• **Exercise prompt**: Would you restate all the data that follows, word for word?

• **Dataset records**:
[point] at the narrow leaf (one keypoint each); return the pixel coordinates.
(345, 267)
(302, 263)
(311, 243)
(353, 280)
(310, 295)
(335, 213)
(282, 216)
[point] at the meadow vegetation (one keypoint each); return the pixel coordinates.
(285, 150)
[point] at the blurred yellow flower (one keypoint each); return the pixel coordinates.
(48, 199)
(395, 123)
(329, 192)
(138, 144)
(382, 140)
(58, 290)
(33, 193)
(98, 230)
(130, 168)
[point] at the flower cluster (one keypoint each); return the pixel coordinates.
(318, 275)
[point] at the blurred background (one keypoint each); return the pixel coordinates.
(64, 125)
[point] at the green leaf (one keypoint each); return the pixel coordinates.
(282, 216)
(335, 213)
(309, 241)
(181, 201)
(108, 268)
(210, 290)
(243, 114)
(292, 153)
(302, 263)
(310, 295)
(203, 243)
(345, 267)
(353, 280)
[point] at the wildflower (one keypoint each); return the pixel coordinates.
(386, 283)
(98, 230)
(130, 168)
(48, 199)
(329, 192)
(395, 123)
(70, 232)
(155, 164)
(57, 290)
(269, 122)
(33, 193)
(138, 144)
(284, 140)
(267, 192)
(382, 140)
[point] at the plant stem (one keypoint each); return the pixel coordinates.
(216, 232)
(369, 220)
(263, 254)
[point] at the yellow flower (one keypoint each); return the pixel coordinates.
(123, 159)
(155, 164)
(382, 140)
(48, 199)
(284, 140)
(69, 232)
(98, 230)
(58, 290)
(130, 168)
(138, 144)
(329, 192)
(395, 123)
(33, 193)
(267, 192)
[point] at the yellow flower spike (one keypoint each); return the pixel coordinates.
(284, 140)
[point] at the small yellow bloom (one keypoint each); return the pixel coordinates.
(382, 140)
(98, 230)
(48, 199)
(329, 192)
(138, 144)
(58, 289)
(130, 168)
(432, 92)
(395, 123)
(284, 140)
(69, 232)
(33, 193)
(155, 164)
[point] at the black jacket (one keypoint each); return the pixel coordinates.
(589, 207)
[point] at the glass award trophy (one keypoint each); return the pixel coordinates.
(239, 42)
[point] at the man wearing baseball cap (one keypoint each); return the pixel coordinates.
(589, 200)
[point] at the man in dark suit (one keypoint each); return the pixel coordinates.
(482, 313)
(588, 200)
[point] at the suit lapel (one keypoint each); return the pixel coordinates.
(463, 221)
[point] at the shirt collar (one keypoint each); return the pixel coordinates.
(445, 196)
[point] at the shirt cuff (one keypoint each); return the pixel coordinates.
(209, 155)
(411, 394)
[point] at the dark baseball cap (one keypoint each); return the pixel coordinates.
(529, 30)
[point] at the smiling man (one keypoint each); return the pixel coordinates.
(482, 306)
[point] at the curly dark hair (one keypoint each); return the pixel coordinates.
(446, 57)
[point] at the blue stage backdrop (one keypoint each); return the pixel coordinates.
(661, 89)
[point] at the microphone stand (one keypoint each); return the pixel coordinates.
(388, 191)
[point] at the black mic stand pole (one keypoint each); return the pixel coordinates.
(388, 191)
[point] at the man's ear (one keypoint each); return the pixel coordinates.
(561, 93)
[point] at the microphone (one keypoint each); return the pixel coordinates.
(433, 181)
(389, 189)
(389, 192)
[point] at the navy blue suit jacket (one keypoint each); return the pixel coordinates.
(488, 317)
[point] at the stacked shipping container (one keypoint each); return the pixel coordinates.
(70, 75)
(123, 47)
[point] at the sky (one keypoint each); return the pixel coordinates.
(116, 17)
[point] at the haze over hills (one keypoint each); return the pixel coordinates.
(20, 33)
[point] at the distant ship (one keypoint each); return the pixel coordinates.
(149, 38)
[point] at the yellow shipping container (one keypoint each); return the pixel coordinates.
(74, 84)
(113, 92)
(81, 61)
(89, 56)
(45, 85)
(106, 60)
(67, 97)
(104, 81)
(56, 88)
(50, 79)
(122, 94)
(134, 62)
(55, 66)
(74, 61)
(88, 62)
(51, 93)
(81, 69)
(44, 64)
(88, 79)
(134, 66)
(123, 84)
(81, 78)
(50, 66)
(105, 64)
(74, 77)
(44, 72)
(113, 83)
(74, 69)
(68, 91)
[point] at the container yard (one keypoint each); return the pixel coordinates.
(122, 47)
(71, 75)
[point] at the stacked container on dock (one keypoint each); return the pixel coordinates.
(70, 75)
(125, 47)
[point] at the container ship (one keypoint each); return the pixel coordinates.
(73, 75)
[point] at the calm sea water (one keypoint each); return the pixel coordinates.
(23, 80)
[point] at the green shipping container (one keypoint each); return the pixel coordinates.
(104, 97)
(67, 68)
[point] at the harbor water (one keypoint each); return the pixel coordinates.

• **Solution**:
[point] at the narrow leaf (one keypoint each); return the pixel coordinates.
(345, 267)
(302, 263)
(311, 243)
(353, 280)
(310, 295)
(335, 213)
(282, 216)
[point] at the meadow vegetation (one keypoint each); return the pixel coordinates.
(285, 150)
[point] at the blurred yellow flower (one keypoint each); return the pixel coordinates.
(48, 199)
(395, 123)
(329, 192)
(138, 144)
(382, 140)
(58, 290)
(33, 193)
(98, 230)
(130, 168)
[point] at the flower cluster (one keypoint each); return the pixel coordinates.
(318, 275)
[point] at the blurred background (one keypoint each); return the pixel coordinates.
(64, 125)
[point] at the green leaf (one keypoint each); return the pixel coordinates.
(282, 216)
(335, 213)
(309, 241)
(181, 201)
(108, 268)
(210, 290)
(243, 114)
(292, 153)
(302, 263)
(310, 295)
(203, 243)
(345, 267)
(353, 280)
[point] at the wildflower (one keypoint each); return the pixel coordinates.
(386, 283)
(98, 230)
(130, 168)
(48, 199)
(329, 192)
(395, 123)
(70, 232)
(155, 164)
(57, 290)
(269, 122)
(33, 193)
(138, 144)
(284, 140)
(267, 192)
(382, 140)
[point] at the plant stem (one keypoint each); return the pixel coordinates.
(216, 232)
(369, 220)
(263, 254)
[point] at the yellow flower (one keypoint each); return the pixel coordinates.
(123, 159)
(155, 164)
(382, 140)
(48, 199)
(284, 140)
(69, 232)
(98, 230)
(58, 290)
(130, 168)
(138, 144)
(329, 192)
(395, 123)
(33, 193)
(267, 192)
[point] at the yellow flower spike (one keypoint each); return the pixel coordinates.
(284, 140)
[point] at the small yellow bloom (one keypoint each); return the pixel coordinates.
(382, 140)
(98, 230)
(48, 199)
(329, 192)
(138, 144)
(58, 289)
(130, 168)
(432, 92)
(395, 123)
(284, 140)
(69, 232)
(33, 193)
(155, 164)
[point] at the black jacket (one keypoint each); return the pixel coordinates.
(589, 207)
[point] at the glass award trophy (one keypoint each); return the pixel coordinates.
(239, 42)
[point] at the man wearing baseball cap (one keypoint each); return the pixel coordinates.
(589, 200)
[point] at the man in dark suit (one keypoint each); return the pixel coordinates.
(482, 313)
(588, 200)
[point] at the suit lapel (one keypoint each); return the pixel coordinates.
(463, 221)
[point] at the shirt collar (one keypoint each); return the pixel coordinates.
(445, 196)
[point] at the shirt cuff (one keypoint each); return the pixel coordinates.
(209, 155)
(411, 394)
[point] at the dark baseball cap (one keypoint each); return the pixel coordinates.
(529, 30)
[point] at the smiling man (one keypoint each); return the pixel coordinates.
(482, 306)
[point] at the curly dark hair (one keypoint each); return the pixel coordinates.
(446, 57)
[point] at the blue stage backdrop (one keypoint each); return the pixel coordinates.
(661, 89)
[point] at the microphone stand (one keypoint each); return the pixel coordinates.
(388, 191)
[point] at the black mic stand pole (one keypoint each); return the pixel coordinates.
(388, 191)
[point] at the man's ear (one keypoint each); return the pixel coordinates.
(561, 93)
[point] at the microphone (one keypoint each); return the pixel coordinates.
(433, 181)
(389, 189)
(389, 192)
[point] at the navy blue suit jacket (one keypoint each); return the pixel coordinates.
(488, 317)
[point] at the stacked shipping container (one keypoint each); return the pixel coordinates.
(70, 75)
(123, 47)
[point] at the sky (one keypoint each); return the pixel coordinates.
(116, 17)
[point] at the haze over hills (one keypoint each); return the pixel coordinates.
(20, 33)
[point] at the distant ship (one keypoint each); return the pixel coordinates.
(149, 38)
[point] at the yellow shipping container (one keypoint each); return the pixel coordinates.
(74, 84)
(113, 92)
(81, 61)
(89, 56)
(45, 85)
(106, 60)
(67, 97)
(104, 81)
(56, 88)
(50, 79)
(122, 94)
(134, 62)
(55, 66)
(74, 61)
(88, 62)
(51, 93)
(81, 69)
(44, 64)
(88, 79)
(134, 66)
(123, 84)
(81, 78)
(50, 66)
(105, 64)
(74, 77)
(44, 72)
(113, 83)
(74, 69)
(68, 91)
[point] at the container yard (one keypoint each); return the pixel coordinates.
(122, 47)
(71, 75)
[point] at the stacked container on dock (one keypoint each); return the pixel coordinates.
(70, 75)
(125, 47)
[point] at the container ship (one keypoint each); return the pixel coordinates.
(73, 75)
[point] at the calm sea water (one keypoint each); return the pixel coordinates.
(23, 80)
[point] at the green shipping container (one keypoint each); return the pixel coordinates.
(104, 97)
(67, 68)
[point] at the harbor water (one keypoint each); return the pixel coordinates.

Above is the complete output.